- **Texte**:
══════
Hôtel-Dieu : pour une fabrique citoyenne de la ville (2)

Pour les élu(e)s écologistes de Clermont-Ferrand, la reconversion du site de l’Hôtel-Dieu, en plein cœur de Clermont-Ferrand, est un dossier ancien, sensible et crucial. Il comprend un certain nombre d’enjeux à côté desquels la ville ne peut pas passer. Malgré le manque de maîtrise publique lié aux errements initiaux sur ce dossier, il reste un certain nombre d’opportunités à faire valoir pour réussir ce projet majeur du coeur d’agglomération.
[Contribution des élu(e)s EELV à l’enquête publique sur l’aménagement de l’Hôtel-Dieu]

Partie 1

 

2- Les défis et les enjeux du projet :

Chaque enjeu de ce projet par rapport au cœur de ville clermontois est aussi porteur d’opportunités. Ce sont ces dernières qu’il nous faudra saisir pour réussir ce qui pourrait être un tournant dans l’aménagement de notre centre-ville.

I- Intégration urbaine et sociale :

Si le site de l’Hôtel-Dieu ne peut à lui seul répondre aux difficultés urbaines actuelles ainsi qu’aux ambitions de construire la ville durable, il est une opportunité exceptionnelle de rompre avec le modèle précédent de développement urbain clermontois. Au-delà des enjeux liés à la gouvernance, il peut être l’occasion d’expérimenter une nouvelle mixité sociale et fonctionnelle, en s’appuyant notamment sur l’investissement public prévu autour de la médiathèque.

Les enjeux de l’aménagement global du quartier recouvrent également :

  • celui de la diversité fonctionnelle : avec l’adoption prochaine du PLU de la Ville de Clermont-Ferrand, pour lutter contre la fracture territoriale, le temps n’est plus à l’urbanisme de zone, que ce soit à l’échelle d’une agglomération ou d’un cœur urbain. La qualité de la ville aujourd’hui passe par la diversité des fonctions et des activités en tout lieu de la ville.
══════
- **Données fournies**:
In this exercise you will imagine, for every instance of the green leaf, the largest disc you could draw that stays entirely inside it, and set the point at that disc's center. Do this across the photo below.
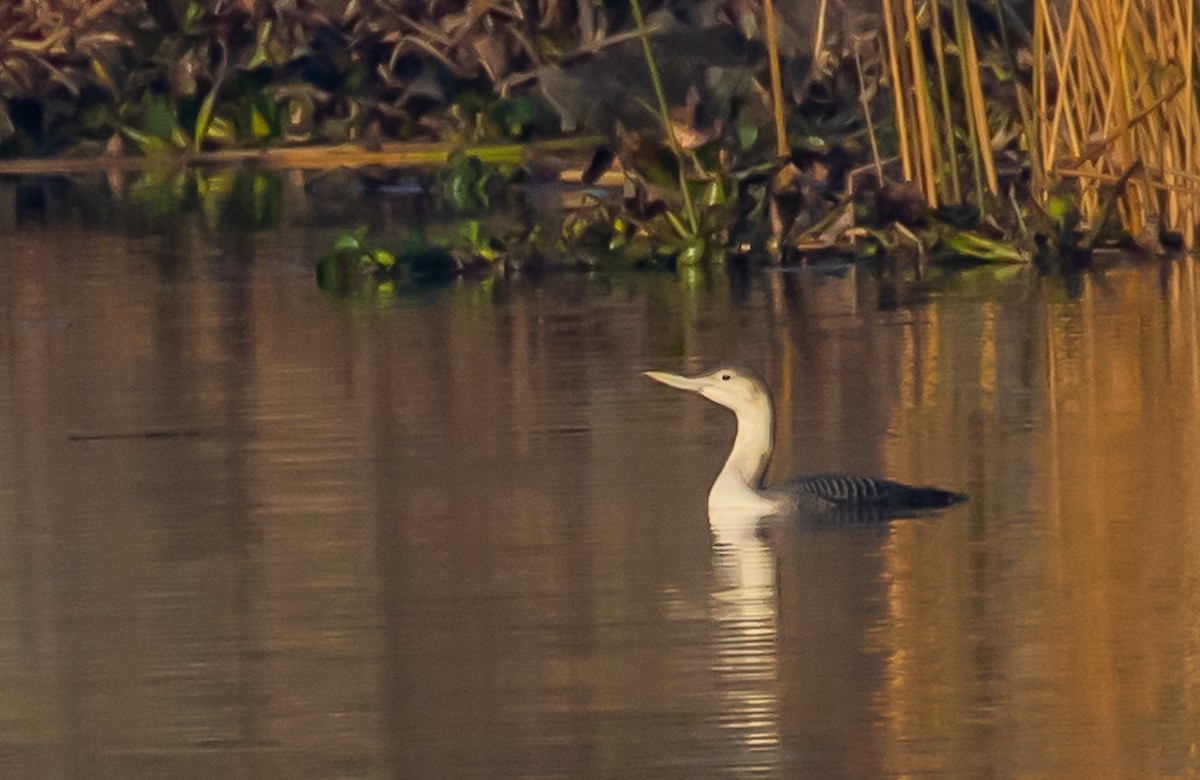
══════
- **Consigne**: D'après le texte sur l'Hôtel-Dieu, sur quel investissement public le site peut-il s'appuyer pour expérimenter une nouvelle mixité sociale et fonctionnelle ? On n'a pas besoin des lignes pour cet exercice.

- **Réponse**: Sur l'investissement public prévu autour de la médiathèque.